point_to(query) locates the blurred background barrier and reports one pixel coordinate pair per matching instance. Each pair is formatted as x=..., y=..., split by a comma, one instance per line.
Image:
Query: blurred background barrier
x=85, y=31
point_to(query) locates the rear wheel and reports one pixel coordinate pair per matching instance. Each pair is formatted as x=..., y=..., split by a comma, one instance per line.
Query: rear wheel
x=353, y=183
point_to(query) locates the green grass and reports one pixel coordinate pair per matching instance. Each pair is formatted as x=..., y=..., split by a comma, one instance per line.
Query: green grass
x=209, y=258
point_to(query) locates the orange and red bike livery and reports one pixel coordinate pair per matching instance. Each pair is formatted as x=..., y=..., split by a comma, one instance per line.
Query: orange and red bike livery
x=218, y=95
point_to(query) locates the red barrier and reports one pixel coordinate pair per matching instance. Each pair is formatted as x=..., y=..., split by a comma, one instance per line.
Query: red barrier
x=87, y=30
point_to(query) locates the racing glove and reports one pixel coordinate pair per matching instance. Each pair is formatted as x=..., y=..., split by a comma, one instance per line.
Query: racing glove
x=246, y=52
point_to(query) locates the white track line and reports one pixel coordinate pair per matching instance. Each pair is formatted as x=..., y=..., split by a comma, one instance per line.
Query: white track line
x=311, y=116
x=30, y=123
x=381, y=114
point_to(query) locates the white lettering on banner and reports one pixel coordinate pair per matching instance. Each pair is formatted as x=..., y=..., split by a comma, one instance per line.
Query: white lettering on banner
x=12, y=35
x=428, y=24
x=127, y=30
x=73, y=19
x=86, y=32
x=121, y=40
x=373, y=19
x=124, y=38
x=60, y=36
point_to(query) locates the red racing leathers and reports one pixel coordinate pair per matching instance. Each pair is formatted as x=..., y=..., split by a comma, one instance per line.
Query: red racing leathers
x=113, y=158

> **Short exercise**
Repeat exactly, and only, the lines from the one containing "point_to(query) locates the rear" through the end of the material.

> **Result of the task**
point_to(query) locates the rear wheel and reports one pixel coordinate pair per matching instance. Each pair is formatted as x=..., y=..., split by a comma, one instance per line.
Query: rear wheel
x=353, y=183
point_to(query) locates the green grass and reports one pixel coordinate pair per matching instance. Each pair is formatted as x=..., y=..., split by a comma, one instance per line.
Query: green grass
x=209, y=258
point_to(query) locates the orange and red bike livery and reports one pixel coordinate pair per matching instance. Each pair is formatted as x=..., y=..., split by a comma, one instance per line.
Query: orange and red bike livery
x=218, y=95
point_to(query) locates the red barrier and reports one pixel coordinate pair per matching instance. Each pair is formatted as x=..., y=..., split by a comma, one instance per line.
Query: red barrier
x=87, y=30
point_to(query) locates the racing glove and reports one pixel coordinate pair per matching instance. Each pair is formatted as x=..., y=..., split by a comma, one instance per line.
Query: racing glove
x=246, y=52
point_to(query) locates the white track line and reports one pixel coordinate pair per matching instance. Each pair is formatted as x=..., y=..., split by a comma, one instance per line.
Query: white track line
x=311, y=116
x=30, y=123
x=381, y=114
point_to(query) locates the white lettering on banner and reports one pixel coordinate pair per matching instance. Each pair is formatted as x=..., y=..., split by a comma, one instance per line.
Query: white lettering on banner
x=12, y=35
x=428, y=24
x=127, y=30
x=73, y=19
x=86, y=32
x=121, y=40
x=373, y=19
x=124, y=38
x=60, y=36
point_to(query) locates the red racing leathers and reports one pixel coordinate pair per matching instance. Each pair is formatted as x=..., y=..., split by a comma, one instance per line.
Query: red racing leathers
x=113, y=158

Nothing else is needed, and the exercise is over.